_Source text_:
====================

Tuesday, March 6, 2012

Schools : Teaching Dickens in Languages curriculum !

Charles Dickens dream | Robert Buss

We celebrate the bicentenary of the birth of Charles Dickens, one of the greatest authors.

Dickens 2012 is a world celebration of life and work of Charles Dickens to mark the bicentenary of his birth, which felt on 7 February 2012. 

In 2005, the world celebrated the bicentenary of Hans Christian Andersen

Institutions, organisations and schools from all over the world celebrated HCA2005 and this year we are celebrating  Dickens 2012  in commemoration of his 200th birthday on February 7.

Together we are working to deliver a programme of events and activities to commemorate this very special anniversary like we did in 2005.

Google joined the celebration with a doodle, last February 7 that reflects the world of Dickens' books.


Reading is one of the most important activities in Languages curriculum. Of course we are doing it all the time. However this kind of world celebrations are important because students love to interact in different situations with other students. They prefer a dynamic class.

Dickens is an English writer and social critic who who is generally regarded as the greatest novelist of the Victorian period and the creator of the some world's most memorable fictional characters.

Charles Dickens is the kind of author every teacher include into school curriculum as well Hans Christian Andersen

Both had a painful childhood that they describe in their books, some of them autobiographic.

Young Dickens experienced child labor in factories. Lack of money, Charles Dickens had experienced a chaotic school, and left school. Dickens's own father was sent to prison for debt, and the family struggled to survive. This became a common theme in many of his books.

David Copperfield
Charles Dickens

"He spoke later in life of his poignant memories of childhood and of his near-photographic memory of the people and events, which he used in his writing."

All authors might be said to incorporate autobiographical elements in their fiction. Hans Christian Andersen incorporated too, but in Dickens, this is very present, even though he took pains to mask what he considered his shameful, lowly past. 

As his biographer demonstrates, this humiliating experience traumatized the young boy. It will nourish many of his works. David Copperfield is one of the most clearly autobiographical.

Curriculum: Languages

Level: All levels (from primary to high education)

Reading Dickens:

  • Oliver Twist

He wrote 14 and a half novels (he died in the middle of The Mystery of Edwin Drood).

The Mystery of Edwin Drood
Charles Dickens

When you and your students are reading any book by Dickens, you will see his great sympathy for children, his angelic heroines, the way his serial composition lends itself so beautifully to television or cinema.

Oliver Twist or The Parish's Boy Progress (subtitle) is one of the best to explore in curriculum.

Poverty is the main theme in this book. Oliver is confronted with poor people and slums and he has no money himself.

====================

_To do_:
- A) Name every Dickens novel that the post about Dickens mentions by title.
- B) Gather every line of the records that contains the word "large".

====================

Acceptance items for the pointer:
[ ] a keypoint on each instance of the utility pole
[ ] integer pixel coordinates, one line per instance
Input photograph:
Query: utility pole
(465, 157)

====================

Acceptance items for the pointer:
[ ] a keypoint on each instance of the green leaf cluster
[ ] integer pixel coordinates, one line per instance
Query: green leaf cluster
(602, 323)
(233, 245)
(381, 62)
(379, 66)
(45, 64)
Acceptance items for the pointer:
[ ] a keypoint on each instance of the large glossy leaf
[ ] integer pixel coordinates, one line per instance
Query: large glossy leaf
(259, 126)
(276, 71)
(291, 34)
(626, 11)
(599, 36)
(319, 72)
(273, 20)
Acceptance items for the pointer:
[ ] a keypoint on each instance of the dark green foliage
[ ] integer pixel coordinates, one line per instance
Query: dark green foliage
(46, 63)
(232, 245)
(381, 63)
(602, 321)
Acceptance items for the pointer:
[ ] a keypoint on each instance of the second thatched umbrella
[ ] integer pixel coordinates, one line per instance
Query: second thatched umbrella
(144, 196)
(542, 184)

====================

_Outputs in order_:
- A)
David Copperfield
Oliver Twist
The Mystery of Edwin Drood

- B)
[ ] a keypoint on each instance of the large glossy leaf
Query: large glossy leaf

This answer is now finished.